* Task description:
Nothing outside the range is wanted. Repeat exactly the lines below from the one with "point(263, 46)" through the one with "point(155, 176)".

* Source material:
========================

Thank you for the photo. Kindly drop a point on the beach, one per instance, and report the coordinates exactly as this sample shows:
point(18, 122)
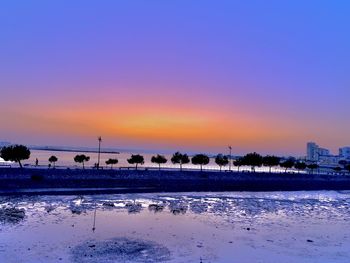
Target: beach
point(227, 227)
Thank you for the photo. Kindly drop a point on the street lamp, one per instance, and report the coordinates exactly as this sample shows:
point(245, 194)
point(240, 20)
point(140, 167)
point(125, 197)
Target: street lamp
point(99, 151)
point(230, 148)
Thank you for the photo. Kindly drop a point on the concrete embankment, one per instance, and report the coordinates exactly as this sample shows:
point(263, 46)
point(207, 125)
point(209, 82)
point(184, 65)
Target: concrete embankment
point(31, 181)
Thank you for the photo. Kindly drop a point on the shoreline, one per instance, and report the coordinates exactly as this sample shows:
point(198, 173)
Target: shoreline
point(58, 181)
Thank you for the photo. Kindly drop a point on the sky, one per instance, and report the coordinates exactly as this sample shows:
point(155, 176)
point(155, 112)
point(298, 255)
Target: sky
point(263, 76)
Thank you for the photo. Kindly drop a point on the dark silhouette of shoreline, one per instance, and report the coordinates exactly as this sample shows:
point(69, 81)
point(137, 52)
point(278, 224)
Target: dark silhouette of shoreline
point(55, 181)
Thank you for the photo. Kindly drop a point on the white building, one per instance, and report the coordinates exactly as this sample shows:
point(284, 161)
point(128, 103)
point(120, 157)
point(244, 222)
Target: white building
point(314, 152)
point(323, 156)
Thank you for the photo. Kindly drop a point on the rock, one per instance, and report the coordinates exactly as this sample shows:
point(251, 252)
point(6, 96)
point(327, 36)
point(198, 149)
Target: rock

========================

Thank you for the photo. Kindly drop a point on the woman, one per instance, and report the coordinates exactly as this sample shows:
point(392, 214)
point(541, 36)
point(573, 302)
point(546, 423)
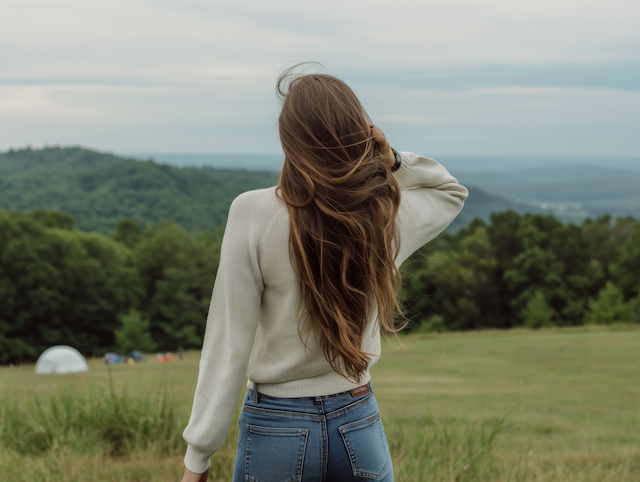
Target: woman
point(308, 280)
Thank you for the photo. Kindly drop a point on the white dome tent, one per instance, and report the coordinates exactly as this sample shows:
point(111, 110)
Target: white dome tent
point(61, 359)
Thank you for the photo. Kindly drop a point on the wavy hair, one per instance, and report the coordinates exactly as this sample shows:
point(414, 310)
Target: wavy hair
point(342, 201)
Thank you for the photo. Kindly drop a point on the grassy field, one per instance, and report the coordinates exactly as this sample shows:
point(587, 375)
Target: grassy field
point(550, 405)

========================

* Answer area:
point(263, 46)
point(207, 125)
point(209, 82)
point(184, 65)
Target: concrete embankment
point(31, 181)
Thank you for the photo. Kindly drop a point on the shoreline, one per instance, and report the coordinates exactly as this sample shows:
point(198, 173)
Target: shoreline
point(58, 181)
Thank you for the photo. Kindly drop a point on the sky, one per instance, and report the coordinates exactly as this sample shows:
point(155, 176)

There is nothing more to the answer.